EXERCISE REQUIREMENTS: Look through the entries below. Report each line that has the word "blue" in it.

EXERCISE DATA:
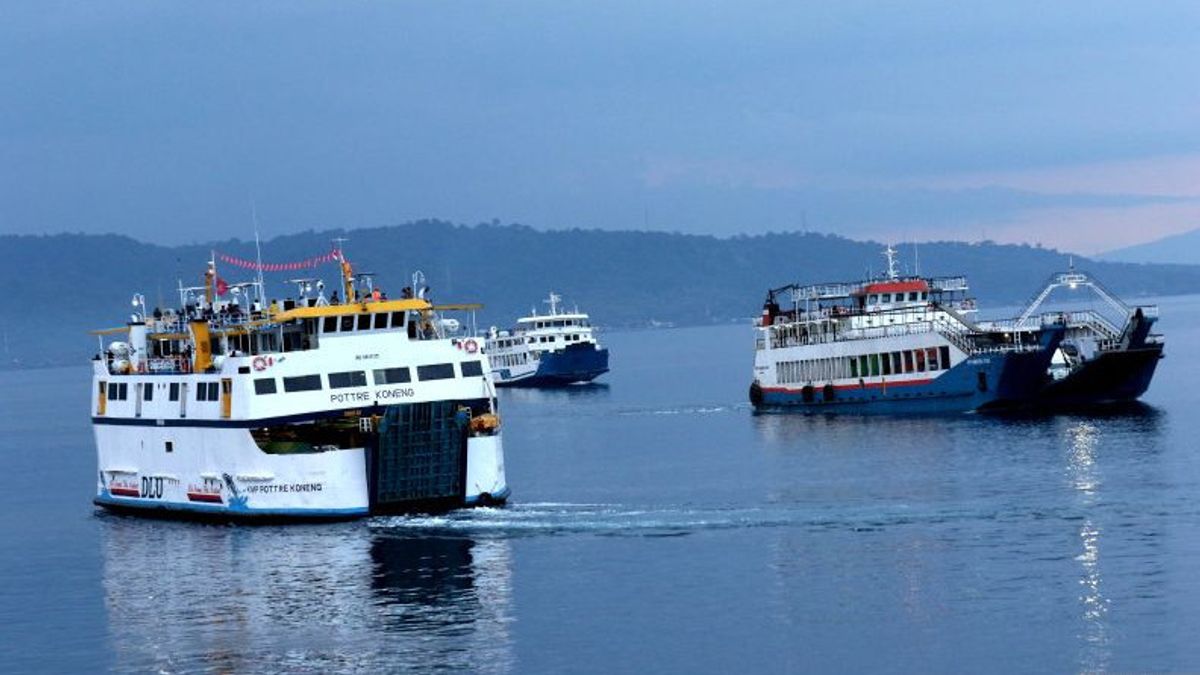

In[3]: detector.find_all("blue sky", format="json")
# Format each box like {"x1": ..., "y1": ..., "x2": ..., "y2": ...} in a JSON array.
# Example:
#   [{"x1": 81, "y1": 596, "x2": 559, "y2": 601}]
[{"x1": 2, "y1": 1, "x2": 1198, "y2": 253}]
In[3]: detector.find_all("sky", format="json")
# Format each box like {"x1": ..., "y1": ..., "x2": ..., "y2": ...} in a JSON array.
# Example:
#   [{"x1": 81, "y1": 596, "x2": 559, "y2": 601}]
[{"x1": 2, "y1": 1, "x2": 1198, "y2": 254}]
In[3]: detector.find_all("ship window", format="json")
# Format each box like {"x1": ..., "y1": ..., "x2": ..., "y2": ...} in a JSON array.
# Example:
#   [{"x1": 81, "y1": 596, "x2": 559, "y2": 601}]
[
  {"x1": 869, "y1": 354, "x2": 880, "y2": 376},
  {"x1": 460, "y1": 361, "x2": 484, "y2": 377},
  {"x1": 329, "y1": 370, "x2": 367, "y2": 389},
  {"x1": 881, "y1": 354, "x2": 892, "y2": 375},
  {"x1": 165, "y1": 441, "x2": 173, "y2": 453},
  {"x1": 340, "y1": 315, "x2": 355, "y2": 332},
  {"x1": 915, "y1": 349, "x2": 926, "y2": 372},
  {"x1": 903, "y1": 351, "x2": 914, "y2": 373},
  {"x1": 927, "y1": 347, "x2": 940, "y2": 371},
  {"x1": 892, "y1": 352, "x2": 902, "y2": 374},
  {"x1": 869, "y1": 294, "x2": 879, "y2": 304},
  {"x1": 283, "y1": 375, "x2": 323, "y2": 392},
  {"x1": 357, "y1": 314, "x2": 371, "y2": 331},
  {"x1": 849, "y1": 357, "x2": 859, "y2": 378},
  {"x1": 881, "y1": 293, "x2": 891, "y2": 303},
  {"x1": 921, "y1": 292, "x2": 928, "y2": 300},
  {"x1": 417, "y1": 363, "x2": 456, "y2": 381},
  {"x1": 388, "y1": 311, "x2": 404, "y2": 328},
  {"x1": 373, "y1": 313, "x2": 388, "y2": 329},
  {"x1": 909, "y1": 292, "x2": 918, "y2": 301},
  {"x1": 251, "y1": 414, "x2": 375, "y2": 455},
  {"x1": 254, "y1": 378, "x2": 277, "y2": 395},
  {"x1": 143, "y1": 382, "x2": 154, "y2": 401},
  {"x1": 373, "y1": 367, "x2": 412, "y2": 384},
  {"x1": 107, "y1": 383, "x2": 119, "y2": 400},
  {"x1": 940, "y1": 346, "x2": 951, "y2": 370},
  {"x1": 169, "y1": 383, "x2": 180, "y2": 401},
  {"x1": 323, "y1": 316, "x2": 338, "y2": 333},
  {"x1": 858, "y1": 355, "x2": 868, "y2": 377}
]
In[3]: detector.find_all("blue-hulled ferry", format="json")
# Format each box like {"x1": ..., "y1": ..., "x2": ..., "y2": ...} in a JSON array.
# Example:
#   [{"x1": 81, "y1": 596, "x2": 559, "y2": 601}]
[
  {"x1": 484, "y1": 293, "x2": 609, "y2": 387},
  {"x1": 980, "y1": 267, "x2": 1164, "y2": 408},
  {"x1": 749, "y1": 247, "x2": 1063, "y2": 413}
]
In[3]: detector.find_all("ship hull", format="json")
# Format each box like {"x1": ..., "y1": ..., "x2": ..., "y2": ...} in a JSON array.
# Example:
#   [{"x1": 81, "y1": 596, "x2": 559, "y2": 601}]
[
  {"x1": 752, "y1": 351, "x2": 1014, "y2": 414},
  {"x1": 92, "y1": 404, "x2": 508, "y2": 522},
  {"x1": 751, "y1": 328, "x2": 1062, "y2": 414},
  {"x1": 495, "y1": 343, "x2": 609, "y2": 387},
  {"x1": 1032, "y1": 345, "x2": 1163, "y2": 408}
]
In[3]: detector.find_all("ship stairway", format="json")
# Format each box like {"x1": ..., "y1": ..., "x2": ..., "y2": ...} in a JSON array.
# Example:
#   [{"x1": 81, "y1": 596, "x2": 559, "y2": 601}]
[
  {"x1": 368, "y1": 401, "x2": 470, "y2": 513},
  {"x1": 933, "y1": 317, "x2": 977, "y2": 356},
  {"x1": 1061, "y1": 310, "x2": 1123, "y2": 343}
]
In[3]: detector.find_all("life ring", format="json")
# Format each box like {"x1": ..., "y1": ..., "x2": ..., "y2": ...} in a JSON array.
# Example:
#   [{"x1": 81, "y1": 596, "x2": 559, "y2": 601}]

SOLUTION TO THE PROBLEM:
In[3]: detector.find_all("blue sky", format="json")
In[3]: detector.find_all("blue-hulled ferry", format="json")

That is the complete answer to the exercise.